» DOCUMENT
● ● ● ● ● ● ●

XVII.1. Les images, les formes et les
réalités spirituelles
Les éléments que nous avons réunis sur le Monde imaginal dans les Écrits de
Baha'u'llah sont malheureusement encore trop peu nombreux pour nous permettre
de déterminer la place exacte du Monde imaginal dans sa pensée, et sa relation
avec le Monde imaginal de l'École ishraqie. Cependant, si nous acceptons l'hypothèse
d'un "Monde imaginal", encore faut-il déterminer ce que celui-ci renferme. Or,
il n'y a pas de doute que les images (hay'at) et les formes (suwar) qui, d'après
'Abdu'l-Baha, peuplent ce Monde imaginal, appartiennent à la catégorie des réalités
spirituelles (haqa'iq) ou pour le moins à celle des réalités intelligibles telles
que les réalités conceptuelles. Ceci implique que ces réalités spirituelles
doivent être hiérarchisées en fonction du statut ontologique du monde dans lequel
elles se déploient.
En fait, si on revient à ce qui semble être la pensée la plus profonde des Écrits
de Baha'u'llah, il existe un continuum depuis le monde du Lahut jusqu'au monde
de Nasut. La distinction que nous établissons entre eux est purement humaine.
Chacun de ces mondes interpénètre tous les autres. Les relations indissolubles
qui lient le plérôme les rendent indissociables; de même que, par exemple, on
ne peut dissocier l'Amour de Dieu de sa Connaissance ou de sa Volonté.
Chacun de ces mondes est à la fois le miroir qui reçoit la lumière du monde
qui se trouve au-dessus, et le luminaire qui illumine, par le pouvoir de l'Esprit
saint, le monde qui se trouve au-dessous. Les réalités spirituelles de chacun
de ces mondes sont également des miroirs qui reflètent la lumière propre à chaque
monde.
Finalement, il n'existe dans le monde créaturel qu'une seule réalité qui est
celle des attributs de Dieu. Les réalités spirituelles ne sont que les degrés
qui permettent aux attributs divins de se refléter de miroirs en miroirs juqu'au
monde sensible. Par conséquent, distinguer entre les archétypes (a'yan), les
formes eidétiques (qabiliyyat) et les quiddités (mahiyyat), n'est qu'un pur
jeu de l'esprit qui dissimule l'unicité de ces réalités spirituelles.
Chacune de ces entités n'est que la manifestation particulière, sur un plan
ontologique spécifique, des attributs divins. Chacune constitue un sha'an, un
"degré"(499). Il ne faudrait pas confondre
cette thèse avec celle d'Ibn 'Arabi sur l'unicité de l'Être. L'Être n'est pas
un concept qui puisse s'appliquer à Dieu. Dieu est au-delà de l'Être et de l'Existence.
Tout concept existentiel est le propre de la créature, comme l'avait déjà remarqué
Plotin qui avait soin de placer l'Un au-dessus de l'Être qu'il engendre. C'est
un point que les philosophes musulmans ont en général ignoré.

● ● ● ● ● ● ●

» EXERCICE BREF 1
Extrayez des enregistrements ci-dessous chaque ligne qui contient le mot « green », en tenant compte de la casse.

● ● ● ● ● ● ●

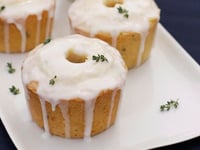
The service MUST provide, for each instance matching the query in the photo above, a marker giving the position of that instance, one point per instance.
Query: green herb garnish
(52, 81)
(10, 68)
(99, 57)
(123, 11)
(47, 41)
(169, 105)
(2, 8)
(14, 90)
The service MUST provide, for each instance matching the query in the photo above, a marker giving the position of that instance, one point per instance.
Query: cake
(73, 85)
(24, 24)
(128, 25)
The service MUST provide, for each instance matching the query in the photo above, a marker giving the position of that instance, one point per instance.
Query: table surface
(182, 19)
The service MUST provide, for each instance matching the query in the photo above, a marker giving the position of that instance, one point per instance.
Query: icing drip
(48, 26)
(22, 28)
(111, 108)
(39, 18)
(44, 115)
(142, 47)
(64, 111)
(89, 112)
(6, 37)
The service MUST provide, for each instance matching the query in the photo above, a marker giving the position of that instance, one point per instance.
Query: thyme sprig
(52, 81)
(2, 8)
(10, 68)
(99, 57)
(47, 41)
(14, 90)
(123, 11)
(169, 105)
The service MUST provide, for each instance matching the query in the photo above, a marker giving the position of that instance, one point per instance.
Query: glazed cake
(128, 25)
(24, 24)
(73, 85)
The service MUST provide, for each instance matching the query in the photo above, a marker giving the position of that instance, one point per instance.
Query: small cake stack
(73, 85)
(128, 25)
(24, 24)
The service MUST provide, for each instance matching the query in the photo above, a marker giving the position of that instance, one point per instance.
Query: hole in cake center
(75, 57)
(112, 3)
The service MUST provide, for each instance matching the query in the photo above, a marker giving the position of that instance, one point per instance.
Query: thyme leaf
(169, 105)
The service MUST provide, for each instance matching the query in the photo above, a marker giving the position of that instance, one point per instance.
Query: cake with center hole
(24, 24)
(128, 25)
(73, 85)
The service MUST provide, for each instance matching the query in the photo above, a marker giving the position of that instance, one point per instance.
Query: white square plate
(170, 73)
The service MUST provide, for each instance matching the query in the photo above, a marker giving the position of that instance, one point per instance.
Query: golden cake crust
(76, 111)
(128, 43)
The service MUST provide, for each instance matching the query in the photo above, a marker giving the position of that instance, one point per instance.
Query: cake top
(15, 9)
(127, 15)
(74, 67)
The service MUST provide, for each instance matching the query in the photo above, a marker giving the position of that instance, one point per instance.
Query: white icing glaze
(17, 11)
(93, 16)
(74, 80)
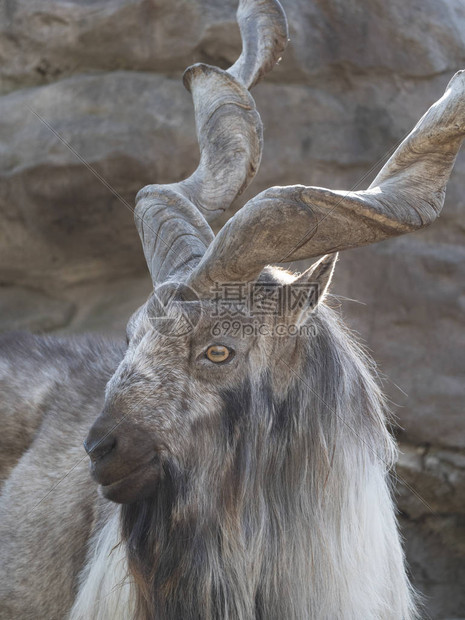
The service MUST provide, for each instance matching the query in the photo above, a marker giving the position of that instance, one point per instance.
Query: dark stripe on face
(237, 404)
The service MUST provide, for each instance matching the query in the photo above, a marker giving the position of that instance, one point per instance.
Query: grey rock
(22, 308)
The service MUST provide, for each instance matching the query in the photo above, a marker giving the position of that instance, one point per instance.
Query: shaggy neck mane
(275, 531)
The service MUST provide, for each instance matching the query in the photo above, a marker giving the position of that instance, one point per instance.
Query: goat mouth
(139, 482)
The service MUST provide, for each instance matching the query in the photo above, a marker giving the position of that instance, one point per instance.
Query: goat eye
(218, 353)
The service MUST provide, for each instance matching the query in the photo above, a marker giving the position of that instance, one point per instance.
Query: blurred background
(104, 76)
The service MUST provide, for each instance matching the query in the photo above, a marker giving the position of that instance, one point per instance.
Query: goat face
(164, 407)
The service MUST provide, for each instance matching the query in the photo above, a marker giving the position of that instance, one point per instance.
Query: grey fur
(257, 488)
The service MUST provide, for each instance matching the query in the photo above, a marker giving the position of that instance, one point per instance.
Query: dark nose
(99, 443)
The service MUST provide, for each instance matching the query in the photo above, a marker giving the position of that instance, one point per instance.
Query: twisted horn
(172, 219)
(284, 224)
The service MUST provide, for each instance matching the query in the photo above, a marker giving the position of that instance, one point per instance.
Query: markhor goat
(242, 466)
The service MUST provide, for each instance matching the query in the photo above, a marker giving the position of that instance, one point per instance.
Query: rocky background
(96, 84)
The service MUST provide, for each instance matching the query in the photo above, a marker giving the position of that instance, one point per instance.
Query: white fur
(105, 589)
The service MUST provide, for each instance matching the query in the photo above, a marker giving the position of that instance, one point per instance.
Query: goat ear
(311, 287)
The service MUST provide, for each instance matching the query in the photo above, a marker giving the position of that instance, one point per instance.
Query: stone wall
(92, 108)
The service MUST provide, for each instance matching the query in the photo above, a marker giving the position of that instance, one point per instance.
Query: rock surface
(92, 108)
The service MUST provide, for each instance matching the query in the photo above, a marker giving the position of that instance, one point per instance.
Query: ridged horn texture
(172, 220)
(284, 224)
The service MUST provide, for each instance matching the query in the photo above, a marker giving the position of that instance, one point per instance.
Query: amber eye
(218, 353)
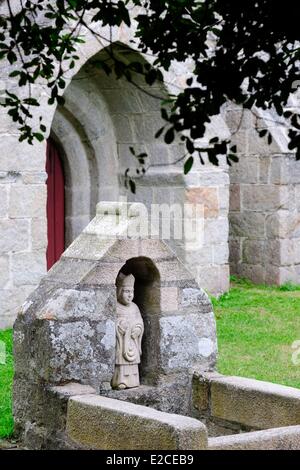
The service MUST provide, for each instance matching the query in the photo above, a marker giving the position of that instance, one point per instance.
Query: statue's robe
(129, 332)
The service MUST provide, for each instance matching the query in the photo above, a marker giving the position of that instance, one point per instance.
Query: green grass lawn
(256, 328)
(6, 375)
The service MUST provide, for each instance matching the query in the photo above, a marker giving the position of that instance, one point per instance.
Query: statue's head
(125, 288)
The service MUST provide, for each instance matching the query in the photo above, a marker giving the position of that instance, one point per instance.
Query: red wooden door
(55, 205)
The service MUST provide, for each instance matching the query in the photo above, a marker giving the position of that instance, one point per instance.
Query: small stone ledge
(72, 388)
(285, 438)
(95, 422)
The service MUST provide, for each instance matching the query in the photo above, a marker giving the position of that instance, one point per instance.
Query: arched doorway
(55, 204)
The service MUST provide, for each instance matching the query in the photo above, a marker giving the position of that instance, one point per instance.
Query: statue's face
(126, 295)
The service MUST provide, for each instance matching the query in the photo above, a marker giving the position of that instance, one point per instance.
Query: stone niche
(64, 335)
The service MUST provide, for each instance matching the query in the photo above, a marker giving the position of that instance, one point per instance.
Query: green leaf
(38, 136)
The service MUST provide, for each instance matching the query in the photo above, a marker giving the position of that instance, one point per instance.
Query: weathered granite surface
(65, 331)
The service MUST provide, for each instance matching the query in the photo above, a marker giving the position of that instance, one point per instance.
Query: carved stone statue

● ● ● ● ● ● ●

» EXERCICE BREF 2
Recopiez le texte sur les réalités spirituelles entre « Chacune de ces » et « et de l'Existence. », ces deux bornes comprises, en substituant « unité » à « unicité ».

» CORRIGÉ DÉTAILLÉ 1
Query: green herb garnish
Query: green grass lawn
Query: green leaf

» CORRIGÉ DÉTAILLÉ 2
Chacune de ces entités n'est que la manifestation particulière, sur un plan
ontologique spécifique, des attributs divins. Chacune constitue un sha'an, un
"degré"(499). Il ne faudrait pas confondre
cette thèse avec celle d'Ibn 'Arabi sur l'unité de l'Être. L'Être n'est pas
un concept qui puisse s'appliquer à Dieu. Dieu est au-delà de l'Être et de l'Existence.